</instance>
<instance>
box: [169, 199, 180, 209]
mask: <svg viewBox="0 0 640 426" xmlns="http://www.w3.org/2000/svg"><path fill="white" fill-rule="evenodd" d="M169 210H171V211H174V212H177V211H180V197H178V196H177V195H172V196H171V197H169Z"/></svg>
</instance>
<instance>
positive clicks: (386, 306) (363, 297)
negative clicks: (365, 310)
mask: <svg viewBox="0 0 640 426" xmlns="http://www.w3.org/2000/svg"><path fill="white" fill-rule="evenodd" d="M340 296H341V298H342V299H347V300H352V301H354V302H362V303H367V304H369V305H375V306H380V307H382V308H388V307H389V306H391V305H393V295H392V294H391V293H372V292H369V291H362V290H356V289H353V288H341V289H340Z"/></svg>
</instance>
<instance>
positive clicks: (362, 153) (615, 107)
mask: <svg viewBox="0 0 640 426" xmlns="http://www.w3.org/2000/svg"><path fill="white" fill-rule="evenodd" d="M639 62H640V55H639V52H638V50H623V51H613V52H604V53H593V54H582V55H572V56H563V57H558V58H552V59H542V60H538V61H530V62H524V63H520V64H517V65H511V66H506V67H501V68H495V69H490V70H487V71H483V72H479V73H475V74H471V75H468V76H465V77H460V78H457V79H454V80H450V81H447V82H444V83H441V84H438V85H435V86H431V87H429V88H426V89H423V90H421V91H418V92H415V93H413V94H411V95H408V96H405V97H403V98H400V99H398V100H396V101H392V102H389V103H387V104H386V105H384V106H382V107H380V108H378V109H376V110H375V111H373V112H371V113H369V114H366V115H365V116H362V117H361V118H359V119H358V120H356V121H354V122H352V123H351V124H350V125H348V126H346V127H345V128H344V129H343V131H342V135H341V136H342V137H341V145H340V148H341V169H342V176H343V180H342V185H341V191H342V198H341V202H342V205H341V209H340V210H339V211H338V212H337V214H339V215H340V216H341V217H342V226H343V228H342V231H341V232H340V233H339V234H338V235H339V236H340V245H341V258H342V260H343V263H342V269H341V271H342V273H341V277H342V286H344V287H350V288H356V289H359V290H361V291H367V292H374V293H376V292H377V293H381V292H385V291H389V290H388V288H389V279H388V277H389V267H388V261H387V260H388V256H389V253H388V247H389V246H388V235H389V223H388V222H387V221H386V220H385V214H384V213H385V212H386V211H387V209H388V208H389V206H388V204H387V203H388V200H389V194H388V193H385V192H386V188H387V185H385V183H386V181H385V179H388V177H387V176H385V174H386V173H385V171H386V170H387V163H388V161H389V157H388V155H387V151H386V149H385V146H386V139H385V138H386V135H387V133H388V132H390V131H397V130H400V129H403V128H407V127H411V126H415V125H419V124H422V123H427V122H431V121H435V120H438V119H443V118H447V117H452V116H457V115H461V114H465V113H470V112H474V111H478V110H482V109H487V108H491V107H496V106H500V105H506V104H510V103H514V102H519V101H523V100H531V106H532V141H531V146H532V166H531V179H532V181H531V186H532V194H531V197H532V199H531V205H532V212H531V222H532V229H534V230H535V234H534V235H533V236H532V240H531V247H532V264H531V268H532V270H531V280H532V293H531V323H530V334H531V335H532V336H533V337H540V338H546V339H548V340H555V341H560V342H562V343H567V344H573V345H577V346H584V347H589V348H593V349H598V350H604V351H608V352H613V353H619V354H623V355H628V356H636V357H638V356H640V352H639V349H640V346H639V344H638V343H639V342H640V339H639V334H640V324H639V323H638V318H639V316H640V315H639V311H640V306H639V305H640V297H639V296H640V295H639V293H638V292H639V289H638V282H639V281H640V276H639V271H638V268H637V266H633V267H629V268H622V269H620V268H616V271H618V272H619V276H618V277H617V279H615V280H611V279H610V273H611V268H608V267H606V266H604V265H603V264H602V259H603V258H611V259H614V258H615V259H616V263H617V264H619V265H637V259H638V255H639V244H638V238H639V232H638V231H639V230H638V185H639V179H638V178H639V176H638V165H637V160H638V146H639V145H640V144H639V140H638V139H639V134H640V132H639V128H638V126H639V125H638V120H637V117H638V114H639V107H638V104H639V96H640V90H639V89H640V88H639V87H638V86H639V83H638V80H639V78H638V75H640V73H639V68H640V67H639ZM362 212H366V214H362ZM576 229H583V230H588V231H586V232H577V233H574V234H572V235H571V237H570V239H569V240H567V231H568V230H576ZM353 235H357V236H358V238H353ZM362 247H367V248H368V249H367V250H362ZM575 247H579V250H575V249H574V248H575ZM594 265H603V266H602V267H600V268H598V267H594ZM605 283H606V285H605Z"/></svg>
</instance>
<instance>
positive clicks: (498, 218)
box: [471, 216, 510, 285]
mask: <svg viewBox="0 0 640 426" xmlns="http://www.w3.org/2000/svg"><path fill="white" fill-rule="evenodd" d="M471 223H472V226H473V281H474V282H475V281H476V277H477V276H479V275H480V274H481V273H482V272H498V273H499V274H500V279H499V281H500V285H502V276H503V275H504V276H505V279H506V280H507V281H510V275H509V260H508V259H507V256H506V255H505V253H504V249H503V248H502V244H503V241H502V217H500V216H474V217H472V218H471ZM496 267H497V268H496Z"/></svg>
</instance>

* What this task involves
Please reproduce all of the records exactly as they stand.

* Answer for the task
</instance>
<instance>
box: [169, 199, 180, 209]
mask: <svg viewBox="0 0 640 426" xmlns="http://www.w3.org/2000/svg"><path fill="white" fill-rule="evenodd" d="M169 210H171V211H174V212H177V211H180V197H178V196H177V195H172V196H171V197H169Z"/></svg>
</instance>
<instance>
positive clicks: (386, 306) (363, 297)
negative clicks: (365, 310)
mask: <svg viewBox="0 0 640 426" xmlns="http://www.w3.org/2000/svg"><path fill="white" fill-rule="evenodd" d="M340 296H341V298H342V299H347V300H352V301H354V302H362V303H367V304H369V305H375V306H380V307H382V308H388V307H389V306H391V305H393V295H392V294H391V293H372V292H369V291H362V290H356V289H353V288H341V289H340Z"/></svg>
</instance>
<instance>
positive clicks: (362, 153) (615, 107)
mask: <svg viewBox="0 0 640 426" xmlns="http://www.w3.org/2000/svg"><path fill="white" fill-rule="evenodd" d="M639 62H640V55H639V52H638V50H623V51H613V52H604V53H593V54H582V55H572V56H563V57H558V58H552V59H542V60H538V61H530V62H524V63H520V64H517V65H511V66H506V67H501V68H495V69H490V70H487V71H483V72H479V73H475V74H471V75H468V76H465V77H460V78H457V79H454V80H450V81H447V82H444V83H441V84H438V85H435V86H431V87H429V88H426V89H423V90H421V91H418V92H415V93H413V94H411V95H408V96H405V97H403V98H400V99H398V100H396V101H392V102H389V103H387V104H386V105H384V106H382V107H380V108H378V109H376V110H375V111H373V112H371V113H369V114H366V115H365V116H362V117H361V118H359V119H358V120H356V121H354V122H352V123H351V124H350V125H348V126H346V127H345V128H344V129H343V131H342V135H341V136H342V137H341V145H340V148H341V169H342V176H343V180H342V185H341V191H342V198H341V202H342V205H341V209H340V210H339V211H338V212H337V214H339V215H340V216H341V217H342V226H343V228H342V231H341V232H340V233H339V234H338V235H339V236H340V245H341V258H342V260H343V263H342V269H341V271H342V273H341V277H342V286H344V287H350V288H356V289H359V290H361V291H367V292H374V293H376V292H377V293H381V292H385V291H389V290H388V288H389V279H388V277H389V267H388V261H387V260H388V256H389V253H388V247H389V246H388V235H389V223H388V222H387V221H386V220H385V214H384V213H385V212H386V211H387V209H388V208H389V206H388V204H387V203H388V200H389V194H388V193H385V192H386V188H387V185H385V183H386V181H385V179H388V177H387V176H385V174H386V173H385V171H386V170H387V163H388V161H389V157H388V155H387V151H386V149H385V146H386V139H385V138H386V135H387V133H388V132H390V131H397V130H400V129H403V128H407V127H411V126H415V125H419V124H422V123H427V122H431V121H435V120H438V119H443V118H447V117H452V116H457V115H461V114H465V113H470V112H474V111H478V110H482V109H487V108H491V107H496V106H500V105H506V104H510V103H514V102H519V101H523V100H531V106H532V141H531V146H532V166H531V179H532V181H531V186H532V194H531V197H532V199H531V205H532V212H531V222H532V229H534V230H535V234H534V235H533V236H532V240H531V247H532V264H531V268H532V270H531V280H532V293H531V323H530V334H531V335H532V336H533V337H540V338H546V339H548V340H555V341H560V342H562V343H567V344H573V345H577V346H584V347H589V348H593V349H598V350H604V351H608V352H613V353H619V354H623V355H628V356H636V357H638V356H640V352H639V349H640V346H639V344H638V343H639V342H640V339H639V334H640V324H639V323H638V318H639V316H640V315H639V311H640V306H639V305H640V297H639V296H640V295H639V293H638V292H639V289H638V282H639V281H640V276H639V271H638V268H637V266H633V267H629V268H622V269H620V268H616V271H618V272H619V276H618V277H617V279H615V280H611V279H610V273H611V268H608V267H606V266H604V265H603V264H602V259H603V258H611V259H614V258H615V259H616V263H617V264H619V265H637V259H638V255H639V244H638V238H639V232H638V231H639V230H638V185H639V179H638V178H639V176H638V165H637V160H638V146H639V145H640V144H639V140H638V139H639V134H640V132H639V128H638V126H639V125H638V120H637V117H638V114H639V107H638V104H639V96H640V90H639V89H640V88H639V87H638V86H639V83H638V80H639V78H638V75H640V73H639V68H640V67H639ZM362 212H366V214H362ZM576 229H583V230H588V231H586V232H577V233H574V234H572V235H571V237H570V239H569V240H567V231H568V230H576ZM353 235H357V236H358V238H353ZM362 247H367V248H368V249H367V250H362ZM575 247H579V250H575V249H574V248H575ZM594 265H603V266H602V267H600V268H598V267H594ZM605 283H606V285H605Z"/></svg>
</instance>
<instance>
positive clicks: (498, 218)
box: [471, 216, 510, 285]
mask: <svg viewBox="0 0 640 426" xmlns="http://www.w3.org/2000/svg"><path fill="white" fill-rule="evenodd" d="M471 223H472V226H473V281H474V282H475V281H476V277H477V276H479V275H480V274H481V273H482V272H498V273H499V274H500V279H499V281H500V285H502V276H503V275H504V276H505V279H506V280H507V281H510V275H509V260H508V259H507V256H506V255H505V253H504V249H503V248H502V244H503V241H502V217H500V216H474V217H472V218H471ZM496 267H497V268H496Z"/></svg>
</instance>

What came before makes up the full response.